SOURCE MATERIAL section start
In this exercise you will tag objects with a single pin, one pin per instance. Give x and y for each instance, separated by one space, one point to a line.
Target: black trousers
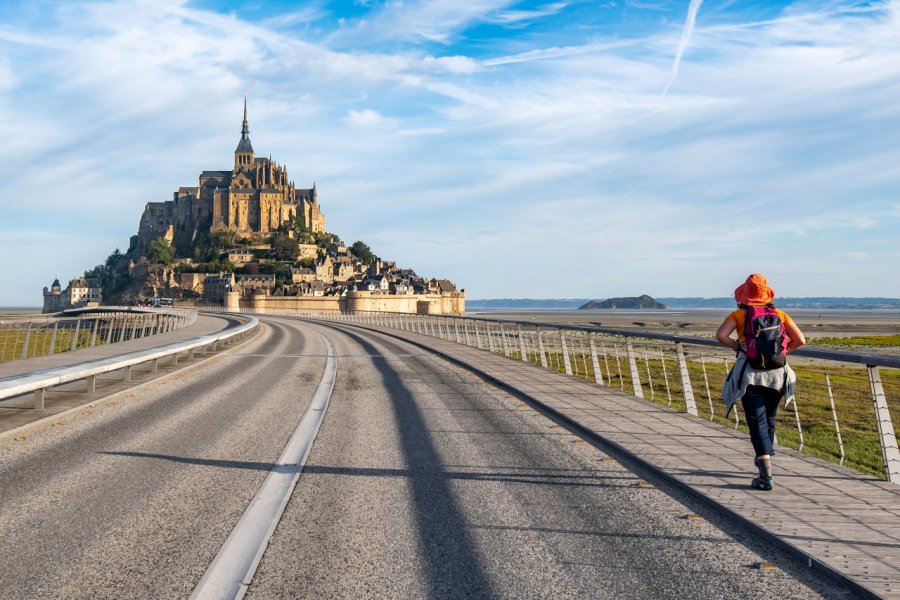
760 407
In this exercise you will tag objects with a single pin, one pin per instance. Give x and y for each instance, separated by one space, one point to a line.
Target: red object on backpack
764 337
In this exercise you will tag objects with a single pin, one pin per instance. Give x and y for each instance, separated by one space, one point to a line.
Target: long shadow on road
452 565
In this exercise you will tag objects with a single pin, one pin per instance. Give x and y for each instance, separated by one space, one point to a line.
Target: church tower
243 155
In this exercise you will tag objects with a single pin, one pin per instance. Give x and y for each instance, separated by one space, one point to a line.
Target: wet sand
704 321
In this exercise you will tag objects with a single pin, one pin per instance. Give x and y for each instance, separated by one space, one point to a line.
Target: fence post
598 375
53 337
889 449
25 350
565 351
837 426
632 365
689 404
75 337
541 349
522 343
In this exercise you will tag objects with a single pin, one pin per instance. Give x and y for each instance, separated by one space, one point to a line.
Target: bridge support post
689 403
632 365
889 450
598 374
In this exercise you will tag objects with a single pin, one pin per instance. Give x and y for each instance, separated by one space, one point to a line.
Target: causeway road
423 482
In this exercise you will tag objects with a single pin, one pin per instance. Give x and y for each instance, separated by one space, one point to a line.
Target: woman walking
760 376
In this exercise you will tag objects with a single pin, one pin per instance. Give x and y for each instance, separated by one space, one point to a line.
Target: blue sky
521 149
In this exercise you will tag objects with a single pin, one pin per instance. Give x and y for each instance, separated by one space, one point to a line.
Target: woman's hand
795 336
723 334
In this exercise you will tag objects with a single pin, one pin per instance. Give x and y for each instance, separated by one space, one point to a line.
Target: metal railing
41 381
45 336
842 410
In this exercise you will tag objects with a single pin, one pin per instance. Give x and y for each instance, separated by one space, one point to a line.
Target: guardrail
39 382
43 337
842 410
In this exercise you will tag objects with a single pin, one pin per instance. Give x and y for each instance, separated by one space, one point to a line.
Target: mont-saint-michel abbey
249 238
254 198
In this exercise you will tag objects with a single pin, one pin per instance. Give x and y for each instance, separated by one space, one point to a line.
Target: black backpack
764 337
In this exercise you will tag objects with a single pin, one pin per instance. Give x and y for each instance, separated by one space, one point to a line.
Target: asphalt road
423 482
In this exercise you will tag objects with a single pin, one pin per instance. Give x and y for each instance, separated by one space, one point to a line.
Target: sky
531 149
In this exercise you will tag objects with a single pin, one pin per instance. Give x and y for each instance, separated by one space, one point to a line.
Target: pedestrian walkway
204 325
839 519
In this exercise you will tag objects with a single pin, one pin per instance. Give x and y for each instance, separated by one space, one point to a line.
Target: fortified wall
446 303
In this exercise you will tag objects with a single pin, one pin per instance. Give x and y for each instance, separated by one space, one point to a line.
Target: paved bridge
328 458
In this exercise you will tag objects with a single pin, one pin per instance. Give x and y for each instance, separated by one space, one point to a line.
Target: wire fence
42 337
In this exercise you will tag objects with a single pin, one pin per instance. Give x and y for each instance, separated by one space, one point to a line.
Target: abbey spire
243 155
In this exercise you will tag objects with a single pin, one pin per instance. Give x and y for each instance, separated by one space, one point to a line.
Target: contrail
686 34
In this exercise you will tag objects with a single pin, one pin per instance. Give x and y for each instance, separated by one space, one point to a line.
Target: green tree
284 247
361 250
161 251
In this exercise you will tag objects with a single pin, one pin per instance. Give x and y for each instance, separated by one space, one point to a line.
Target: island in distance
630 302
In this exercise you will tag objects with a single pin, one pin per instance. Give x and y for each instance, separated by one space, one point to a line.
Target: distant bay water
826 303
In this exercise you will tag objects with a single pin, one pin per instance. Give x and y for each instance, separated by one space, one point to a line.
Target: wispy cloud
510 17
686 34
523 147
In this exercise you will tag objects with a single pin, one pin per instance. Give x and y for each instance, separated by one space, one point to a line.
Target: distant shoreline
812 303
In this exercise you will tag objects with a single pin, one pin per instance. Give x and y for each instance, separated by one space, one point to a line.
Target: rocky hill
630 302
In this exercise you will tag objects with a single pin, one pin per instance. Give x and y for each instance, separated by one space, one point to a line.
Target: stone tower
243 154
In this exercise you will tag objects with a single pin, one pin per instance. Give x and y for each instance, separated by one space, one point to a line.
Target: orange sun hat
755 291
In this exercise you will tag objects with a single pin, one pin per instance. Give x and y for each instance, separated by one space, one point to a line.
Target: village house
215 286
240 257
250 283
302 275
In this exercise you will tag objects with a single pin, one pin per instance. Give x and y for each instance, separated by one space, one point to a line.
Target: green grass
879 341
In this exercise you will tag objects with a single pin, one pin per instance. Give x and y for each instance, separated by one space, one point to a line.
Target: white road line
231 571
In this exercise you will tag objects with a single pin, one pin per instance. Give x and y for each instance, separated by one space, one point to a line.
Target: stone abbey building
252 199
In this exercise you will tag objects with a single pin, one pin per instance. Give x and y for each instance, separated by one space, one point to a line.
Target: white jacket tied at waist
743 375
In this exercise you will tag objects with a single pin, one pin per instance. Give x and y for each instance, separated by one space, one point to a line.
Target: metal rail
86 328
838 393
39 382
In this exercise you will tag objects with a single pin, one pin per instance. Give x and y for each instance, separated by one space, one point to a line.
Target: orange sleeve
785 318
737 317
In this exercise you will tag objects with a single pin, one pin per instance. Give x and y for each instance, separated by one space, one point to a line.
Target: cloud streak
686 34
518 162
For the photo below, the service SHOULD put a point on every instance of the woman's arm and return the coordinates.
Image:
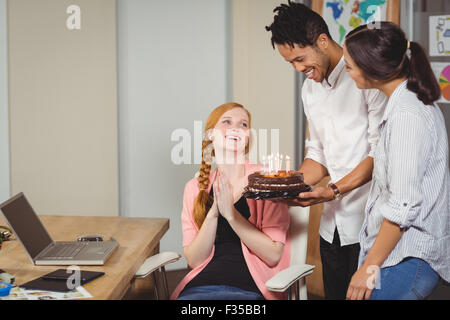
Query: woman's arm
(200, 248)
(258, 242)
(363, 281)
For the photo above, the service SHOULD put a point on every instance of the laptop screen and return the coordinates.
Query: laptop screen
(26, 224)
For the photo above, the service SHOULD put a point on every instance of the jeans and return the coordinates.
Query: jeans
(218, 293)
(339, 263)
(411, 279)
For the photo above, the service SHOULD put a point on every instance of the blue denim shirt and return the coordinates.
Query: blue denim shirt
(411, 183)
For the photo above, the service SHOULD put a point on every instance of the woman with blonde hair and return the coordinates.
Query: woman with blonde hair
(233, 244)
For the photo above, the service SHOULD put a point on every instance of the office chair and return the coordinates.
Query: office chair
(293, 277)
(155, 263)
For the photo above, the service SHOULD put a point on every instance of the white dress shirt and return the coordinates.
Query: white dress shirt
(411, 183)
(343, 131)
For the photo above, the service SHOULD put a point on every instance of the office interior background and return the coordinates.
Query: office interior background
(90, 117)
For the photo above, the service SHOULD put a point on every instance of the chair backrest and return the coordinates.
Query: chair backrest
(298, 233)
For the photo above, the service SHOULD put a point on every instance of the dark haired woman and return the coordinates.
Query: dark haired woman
SOURCE MATERIAL section end
SOURCE MATERIAL section start
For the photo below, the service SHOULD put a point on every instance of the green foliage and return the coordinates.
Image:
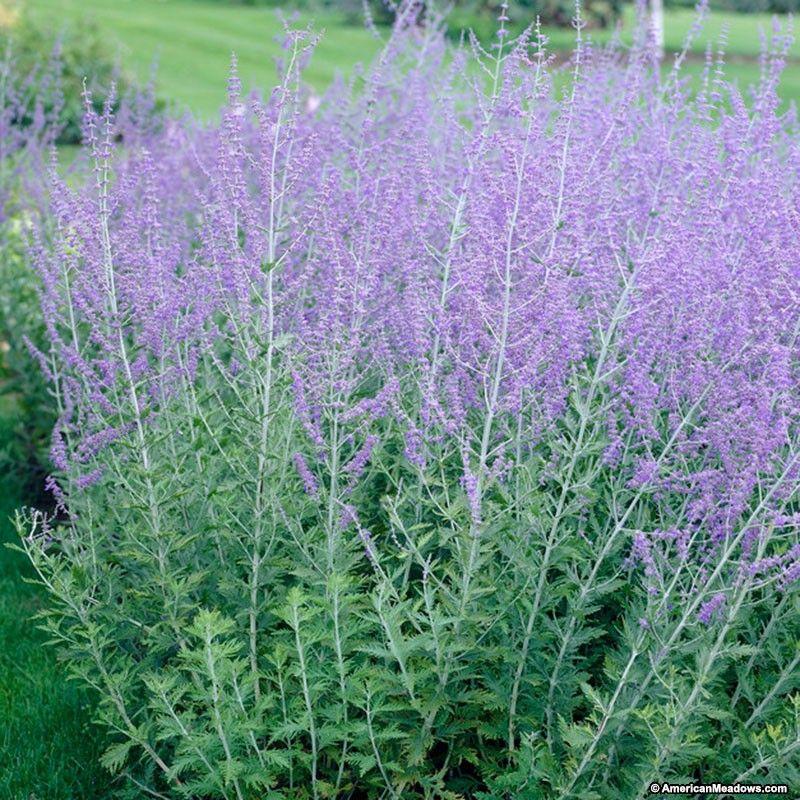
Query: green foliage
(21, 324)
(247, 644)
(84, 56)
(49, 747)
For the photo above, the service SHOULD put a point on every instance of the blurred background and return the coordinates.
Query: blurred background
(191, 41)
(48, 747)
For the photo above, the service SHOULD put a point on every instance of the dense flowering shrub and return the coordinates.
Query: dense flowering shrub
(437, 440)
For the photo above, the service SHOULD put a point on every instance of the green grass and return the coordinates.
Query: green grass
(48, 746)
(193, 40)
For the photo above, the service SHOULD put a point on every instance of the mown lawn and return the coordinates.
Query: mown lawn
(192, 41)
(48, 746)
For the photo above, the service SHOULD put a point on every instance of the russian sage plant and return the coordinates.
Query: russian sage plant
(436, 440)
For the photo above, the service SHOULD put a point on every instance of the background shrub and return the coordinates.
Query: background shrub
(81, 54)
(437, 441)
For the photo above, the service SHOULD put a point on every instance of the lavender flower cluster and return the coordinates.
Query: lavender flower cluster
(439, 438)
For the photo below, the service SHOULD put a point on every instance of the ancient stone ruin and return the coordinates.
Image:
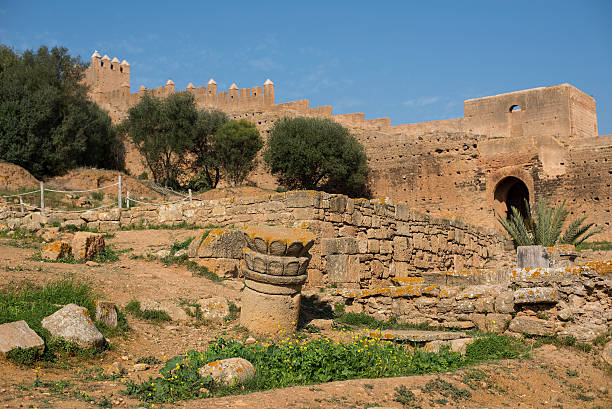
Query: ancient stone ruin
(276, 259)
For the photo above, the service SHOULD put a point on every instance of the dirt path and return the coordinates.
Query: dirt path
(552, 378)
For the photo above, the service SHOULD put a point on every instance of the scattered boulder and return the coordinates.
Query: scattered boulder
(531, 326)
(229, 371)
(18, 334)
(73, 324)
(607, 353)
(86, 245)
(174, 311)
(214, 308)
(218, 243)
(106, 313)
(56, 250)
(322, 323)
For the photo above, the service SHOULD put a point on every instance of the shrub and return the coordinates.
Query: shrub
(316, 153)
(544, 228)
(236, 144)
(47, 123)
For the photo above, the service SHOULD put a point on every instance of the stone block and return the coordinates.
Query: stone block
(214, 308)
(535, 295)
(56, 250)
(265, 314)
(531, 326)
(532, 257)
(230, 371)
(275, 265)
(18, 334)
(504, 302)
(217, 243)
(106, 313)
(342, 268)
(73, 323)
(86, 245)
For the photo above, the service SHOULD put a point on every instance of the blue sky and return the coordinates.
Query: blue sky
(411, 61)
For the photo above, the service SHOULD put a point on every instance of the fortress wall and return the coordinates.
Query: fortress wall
SOURCE MATERIAL section end
■ ABOUT THIS TASK ■
Every line in the data that holds the string "dark" should be copied.

■ RESPONSE AREA ■
For the photo above, the service SHOULD put a point on every instance of the dark haired woman and return the coordinates.
Query: dark haired woman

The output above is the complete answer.